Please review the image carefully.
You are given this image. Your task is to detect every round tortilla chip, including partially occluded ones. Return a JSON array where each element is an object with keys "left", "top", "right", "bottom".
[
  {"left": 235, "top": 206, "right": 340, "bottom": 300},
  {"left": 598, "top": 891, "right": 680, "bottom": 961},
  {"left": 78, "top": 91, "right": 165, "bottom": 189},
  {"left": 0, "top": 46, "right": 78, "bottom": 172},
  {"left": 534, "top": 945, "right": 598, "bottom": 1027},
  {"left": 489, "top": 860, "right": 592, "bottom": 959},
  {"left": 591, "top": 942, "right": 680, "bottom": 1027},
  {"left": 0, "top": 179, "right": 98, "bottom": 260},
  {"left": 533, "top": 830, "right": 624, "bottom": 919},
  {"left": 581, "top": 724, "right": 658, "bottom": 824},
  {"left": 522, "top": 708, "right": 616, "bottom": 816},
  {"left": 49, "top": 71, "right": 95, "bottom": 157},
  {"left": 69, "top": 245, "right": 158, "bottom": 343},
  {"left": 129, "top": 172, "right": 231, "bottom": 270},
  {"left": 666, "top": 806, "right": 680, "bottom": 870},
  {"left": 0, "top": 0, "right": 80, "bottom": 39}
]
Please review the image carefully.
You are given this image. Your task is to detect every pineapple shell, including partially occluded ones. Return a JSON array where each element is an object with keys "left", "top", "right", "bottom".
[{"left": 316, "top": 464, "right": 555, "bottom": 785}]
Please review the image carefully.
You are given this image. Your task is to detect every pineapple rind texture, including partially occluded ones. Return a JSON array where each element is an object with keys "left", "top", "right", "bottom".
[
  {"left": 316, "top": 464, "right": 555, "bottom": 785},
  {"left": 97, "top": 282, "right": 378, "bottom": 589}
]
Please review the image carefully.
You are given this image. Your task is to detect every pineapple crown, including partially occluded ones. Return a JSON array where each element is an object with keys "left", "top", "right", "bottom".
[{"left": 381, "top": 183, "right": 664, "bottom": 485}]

◆ ◆ ◆ ◆ ◆ ◆ ◆

### THE TASK
Extract each line of the material above that contains the string "ones". Matching is case-sensitive.

### WRITTEN ANSWER
You are given this image. Your task is to detect every round tortilla chip, including partially occluded ones. Return a JSON array where each element is an object with keys "left", "top", "right", "bottom".
You are given this image. Your task is to detect every pineapple shell, including partially occluded ones. Return a JSON array where each element is an object with keys "left", "top", "right", "bottom".
You are given this image. Your task is to detect every pineapple rind texture, including partially occluded ones. Return a JSON array where each element is an object with keys "left", "top", "right", "bottom".
You are given this image. Your task is to detect every pineapple crown, including partially occluded ones. Return a JSON array where each element is an object with keys "left", "top", "right", "bottom".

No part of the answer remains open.